(WORK ITEM) Starting with the line that contains "Query: forehead" and stopping after the line that contains "Query: black and white stripe", copy the entries below exactly. Include nothing else.

(THE DATA)
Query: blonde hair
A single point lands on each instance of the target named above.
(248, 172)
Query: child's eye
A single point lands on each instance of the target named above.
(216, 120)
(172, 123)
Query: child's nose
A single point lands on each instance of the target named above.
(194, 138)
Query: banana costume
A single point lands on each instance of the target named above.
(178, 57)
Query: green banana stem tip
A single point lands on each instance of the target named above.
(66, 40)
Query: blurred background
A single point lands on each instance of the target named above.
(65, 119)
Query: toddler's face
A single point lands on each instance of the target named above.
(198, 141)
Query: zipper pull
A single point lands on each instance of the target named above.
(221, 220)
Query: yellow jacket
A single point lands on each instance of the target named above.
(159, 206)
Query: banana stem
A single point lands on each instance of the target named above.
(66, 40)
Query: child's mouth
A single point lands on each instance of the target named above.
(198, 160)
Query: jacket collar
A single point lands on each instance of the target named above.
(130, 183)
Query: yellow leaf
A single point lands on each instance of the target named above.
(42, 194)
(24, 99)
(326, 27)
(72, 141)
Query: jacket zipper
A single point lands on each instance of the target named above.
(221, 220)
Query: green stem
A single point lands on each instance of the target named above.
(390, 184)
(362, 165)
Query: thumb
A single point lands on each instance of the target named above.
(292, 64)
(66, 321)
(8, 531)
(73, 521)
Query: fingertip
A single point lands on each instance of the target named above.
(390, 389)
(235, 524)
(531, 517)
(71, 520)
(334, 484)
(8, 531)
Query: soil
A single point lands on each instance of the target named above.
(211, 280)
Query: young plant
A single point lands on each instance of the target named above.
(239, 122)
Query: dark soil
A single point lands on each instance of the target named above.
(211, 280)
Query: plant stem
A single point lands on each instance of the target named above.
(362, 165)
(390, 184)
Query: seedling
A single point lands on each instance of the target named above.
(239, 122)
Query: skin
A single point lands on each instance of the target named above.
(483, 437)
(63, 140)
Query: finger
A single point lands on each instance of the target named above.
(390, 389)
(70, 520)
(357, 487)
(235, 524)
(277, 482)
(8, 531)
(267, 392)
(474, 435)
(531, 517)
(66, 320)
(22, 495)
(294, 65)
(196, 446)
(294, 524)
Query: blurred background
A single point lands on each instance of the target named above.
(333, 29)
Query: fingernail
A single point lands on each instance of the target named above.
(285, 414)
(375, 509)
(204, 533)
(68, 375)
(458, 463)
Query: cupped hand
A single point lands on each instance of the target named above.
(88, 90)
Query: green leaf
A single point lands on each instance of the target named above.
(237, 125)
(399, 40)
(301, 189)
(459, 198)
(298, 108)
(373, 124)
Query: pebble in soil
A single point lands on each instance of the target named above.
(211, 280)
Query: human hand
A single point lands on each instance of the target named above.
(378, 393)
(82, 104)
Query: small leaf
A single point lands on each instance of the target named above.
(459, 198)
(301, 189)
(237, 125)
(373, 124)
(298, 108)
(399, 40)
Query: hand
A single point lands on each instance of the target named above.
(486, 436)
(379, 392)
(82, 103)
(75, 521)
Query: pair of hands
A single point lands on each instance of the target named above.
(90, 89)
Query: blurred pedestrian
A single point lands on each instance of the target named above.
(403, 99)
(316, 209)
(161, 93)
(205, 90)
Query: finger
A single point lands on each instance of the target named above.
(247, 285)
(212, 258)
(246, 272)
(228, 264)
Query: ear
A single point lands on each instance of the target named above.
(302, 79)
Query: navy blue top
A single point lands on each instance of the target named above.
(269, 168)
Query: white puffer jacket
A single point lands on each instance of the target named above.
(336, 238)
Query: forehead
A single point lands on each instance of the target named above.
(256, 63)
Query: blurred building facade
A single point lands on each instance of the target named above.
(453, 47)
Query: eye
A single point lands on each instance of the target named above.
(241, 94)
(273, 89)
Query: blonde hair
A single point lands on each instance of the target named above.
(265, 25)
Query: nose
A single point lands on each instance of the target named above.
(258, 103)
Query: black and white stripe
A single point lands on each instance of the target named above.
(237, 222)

...

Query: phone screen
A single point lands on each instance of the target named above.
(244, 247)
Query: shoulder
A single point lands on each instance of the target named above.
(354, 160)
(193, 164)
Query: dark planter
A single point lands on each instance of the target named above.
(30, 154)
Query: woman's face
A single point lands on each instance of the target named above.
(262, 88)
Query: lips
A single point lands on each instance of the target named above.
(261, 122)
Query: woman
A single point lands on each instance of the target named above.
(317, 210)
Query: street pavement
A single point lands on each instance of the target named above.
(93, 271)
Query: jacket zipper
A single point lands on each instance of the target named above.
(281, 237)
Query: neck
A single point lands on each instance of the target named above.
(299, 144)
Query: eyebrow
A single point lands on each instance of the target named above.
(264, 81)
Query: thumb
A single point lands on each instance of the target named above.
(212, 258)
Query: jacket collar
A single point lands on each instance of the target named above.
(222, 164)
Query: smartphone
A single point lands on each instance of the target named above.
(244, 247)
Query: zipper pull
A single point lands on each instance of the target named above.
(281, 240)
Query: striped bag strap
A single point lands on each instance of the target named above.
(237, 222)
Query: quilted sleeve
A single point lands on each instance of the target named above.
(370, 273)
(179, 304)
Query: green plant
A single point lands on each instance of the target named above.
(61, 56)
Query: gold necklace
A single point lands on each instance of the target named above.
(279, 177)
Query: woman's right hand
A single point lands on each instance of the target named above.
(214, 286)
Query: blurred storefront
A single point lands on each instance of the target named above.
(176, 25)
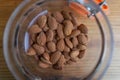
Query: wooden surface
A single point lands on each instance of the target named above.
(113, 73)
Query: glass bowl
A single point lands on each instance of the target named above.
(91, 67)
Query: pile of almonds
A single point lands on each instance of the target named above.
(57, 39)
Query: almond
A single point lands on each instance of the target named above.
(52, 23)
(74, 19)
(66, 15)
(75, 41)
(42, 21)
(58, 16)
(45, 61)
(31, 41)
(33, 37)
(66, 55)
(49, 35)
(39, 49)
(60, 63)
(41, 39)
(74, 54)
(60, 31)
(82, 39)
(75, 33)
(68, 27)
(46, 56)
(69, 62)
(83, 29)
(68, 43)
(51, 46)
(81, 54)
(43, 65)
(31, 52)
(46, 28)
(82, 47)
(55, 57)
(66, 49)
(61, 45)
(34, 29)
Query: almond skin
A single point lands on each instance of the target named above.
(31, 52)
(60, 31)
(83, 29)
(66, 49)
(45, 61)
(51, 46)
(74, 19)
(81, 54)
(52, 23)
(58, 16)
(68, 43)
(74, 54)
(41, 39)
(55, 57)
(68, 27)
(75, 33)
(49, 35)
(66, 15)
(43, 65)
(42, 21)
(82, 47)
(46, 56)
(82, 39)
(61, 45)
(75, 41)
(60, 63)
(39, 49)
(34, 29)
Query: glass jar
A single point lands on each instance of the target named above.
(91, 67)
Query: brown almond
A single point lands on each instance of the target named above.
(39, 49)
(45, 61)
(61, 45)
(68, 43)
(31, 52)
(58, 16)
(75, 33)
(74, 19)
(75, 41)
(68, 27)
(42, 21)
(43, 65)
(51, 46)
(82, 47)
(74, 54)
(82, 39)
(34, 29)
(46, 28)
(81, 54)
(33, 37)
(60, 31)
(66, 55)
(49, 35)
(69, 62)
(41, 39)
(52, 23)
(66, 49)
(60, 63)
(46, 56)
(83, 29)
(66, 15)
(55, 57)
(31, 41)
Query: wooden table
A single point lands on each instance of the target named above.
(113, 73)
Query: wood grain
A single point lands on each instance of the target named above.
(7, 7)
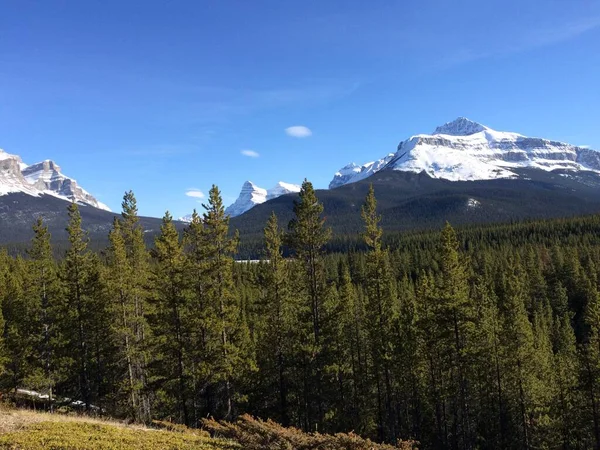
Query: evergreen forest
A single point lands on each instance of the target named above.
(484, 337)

(WRITTEN REPLY)
Query: forehead
A single point lands on each instance of the target named above.
(256, 63)
Query: blurred building facade
A single point lands on each instance of the target named above.
(453, 47)
Query: eye
A single point lands on each instance of the target named above.
(241, 94)
(273, 89)
Query: blonde hair
A single point lands on each instance of the target named above.
(265, 25)
Query: nose
A single point lands on each instance of the target named above.
(258, 103)
Query: black and white stripe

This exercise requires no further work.